Photo-based referring expression data
Start of Block
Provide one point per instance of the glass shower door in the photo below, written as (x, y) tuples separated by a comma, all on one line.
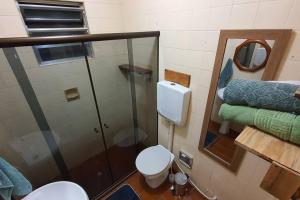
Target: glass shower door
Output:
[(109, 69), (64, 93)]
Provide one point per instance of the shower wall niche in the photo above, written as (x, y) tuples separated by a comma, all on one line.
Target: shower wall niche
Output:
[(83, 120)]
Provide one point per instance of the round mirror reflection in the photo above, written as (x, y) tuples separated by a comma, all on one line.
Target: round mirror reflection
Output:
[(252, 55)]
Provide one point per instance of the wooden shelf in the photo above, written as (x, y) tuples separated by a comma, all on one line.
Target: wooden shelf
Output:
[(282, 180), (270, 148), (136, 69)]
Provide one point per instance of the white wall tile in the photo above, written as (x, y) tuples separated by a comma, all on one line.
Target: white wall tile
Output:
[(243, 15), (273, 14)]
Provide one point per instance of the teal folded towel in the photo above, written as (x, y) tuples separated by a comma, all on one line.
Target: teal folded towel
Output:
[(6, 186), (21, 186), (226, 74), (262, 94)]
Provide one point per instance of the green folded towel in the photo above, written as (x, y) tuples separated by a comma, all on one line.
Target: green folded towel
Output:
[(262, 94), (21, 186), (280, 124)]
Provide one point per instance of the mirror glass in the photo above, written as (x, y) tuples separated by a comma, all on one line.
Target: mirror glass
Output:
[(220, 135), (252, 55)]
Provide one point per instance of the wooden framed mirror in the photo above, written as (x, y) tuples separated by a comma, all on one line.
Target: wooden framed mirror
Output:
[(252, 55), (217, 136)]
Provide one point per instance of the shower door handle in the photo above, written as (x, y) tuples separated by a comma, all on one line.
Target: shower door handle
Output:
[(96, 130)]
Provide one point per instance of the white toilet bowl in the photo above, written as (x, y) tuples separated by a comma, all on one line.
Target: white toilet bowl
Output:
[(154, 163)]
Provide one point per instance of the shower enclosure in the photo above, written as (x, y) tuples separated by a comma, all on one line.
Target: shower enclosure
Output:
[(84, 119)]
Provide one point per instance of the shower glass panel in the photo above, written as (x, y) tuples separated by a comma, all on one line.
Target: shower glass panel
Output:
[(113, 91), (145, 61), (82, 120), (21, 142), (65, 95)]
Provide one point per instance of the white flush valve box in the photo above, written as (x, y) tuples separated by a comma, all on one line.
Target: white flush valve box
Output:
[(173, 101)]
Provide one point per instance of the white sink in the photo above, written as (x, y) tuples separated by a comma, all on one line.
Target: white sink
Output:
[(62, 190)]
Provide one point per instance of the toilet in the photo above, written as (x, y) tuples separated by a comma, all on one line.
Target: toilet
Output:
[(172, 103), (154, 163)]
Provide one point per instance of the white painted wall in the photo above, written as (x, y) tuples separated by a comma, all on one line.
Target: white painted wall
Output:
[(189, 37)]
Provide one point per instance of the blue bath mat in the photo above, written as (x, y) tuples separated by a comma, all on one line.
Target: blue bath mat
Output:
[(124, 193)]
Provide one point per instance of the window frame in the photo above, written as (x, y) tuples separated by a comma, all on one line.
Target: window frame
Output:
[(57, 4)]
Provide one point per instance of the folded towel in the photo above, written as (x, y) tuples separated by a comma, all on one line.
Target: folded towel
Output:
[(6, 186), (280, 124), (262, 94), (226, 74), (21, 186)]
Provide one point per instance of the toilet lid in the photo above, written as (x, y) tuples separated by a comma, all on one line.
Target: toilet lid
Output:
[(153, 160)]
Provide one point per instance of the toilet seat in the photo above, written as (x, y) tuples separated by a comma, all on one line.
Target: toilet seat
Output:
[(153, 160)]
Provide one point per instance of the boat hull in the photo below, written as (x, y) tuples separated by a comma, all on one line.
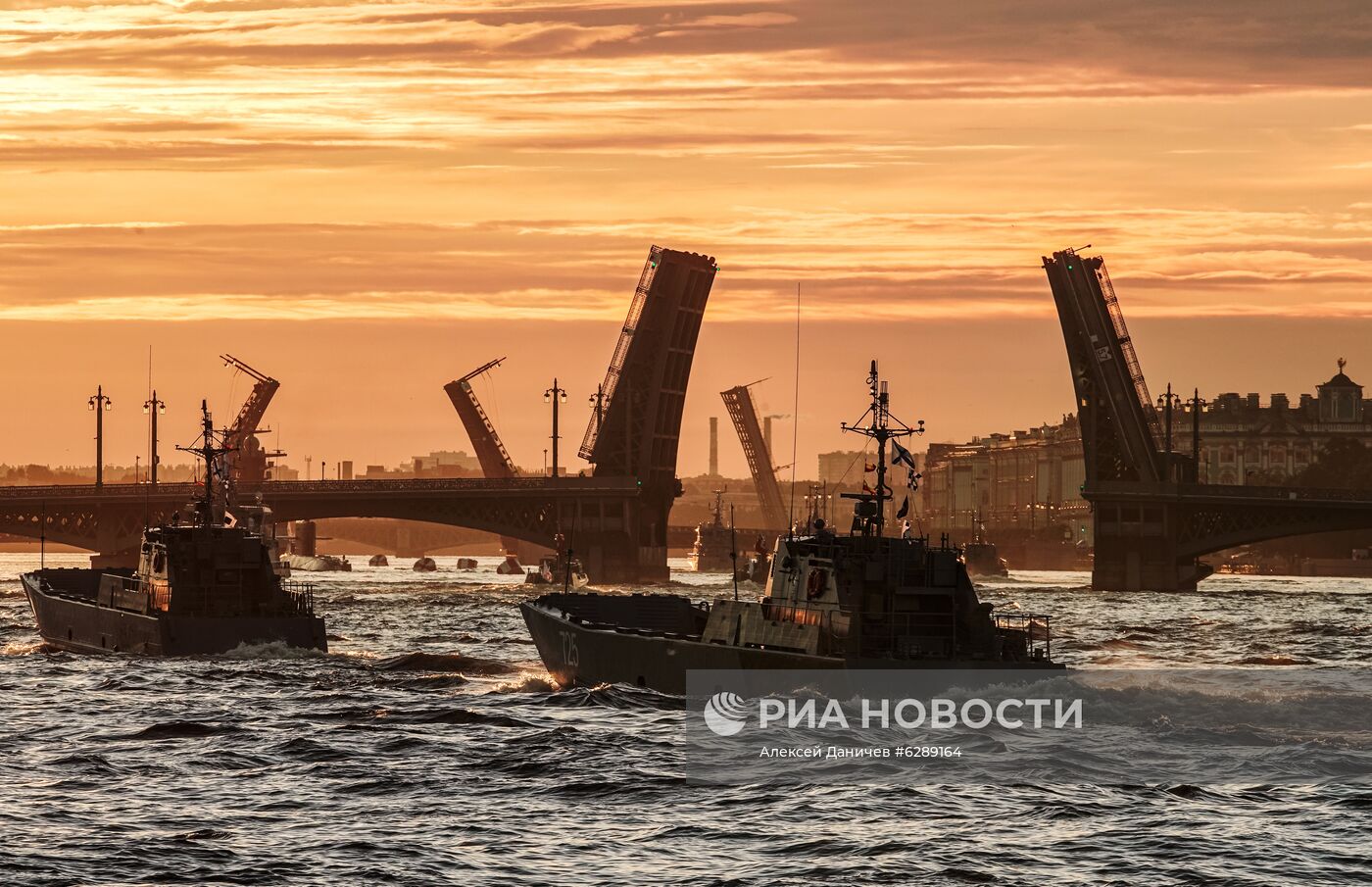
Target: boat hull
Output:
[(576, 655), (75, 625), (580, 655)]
End of Block
§ WHAT THIS TASK INVOLVES
Only lines with the word "below" are needed. Copy them from the preceding records.

§ EXERCISE ANSWER
Provide one point per instance of the glass shower door in the photo below, written as (x, y) tuples separated by a comma, all on one line.
Provide one point per instance of the boat hull in the photo below, written as (x, y) tuples separated by a comma, all on one line.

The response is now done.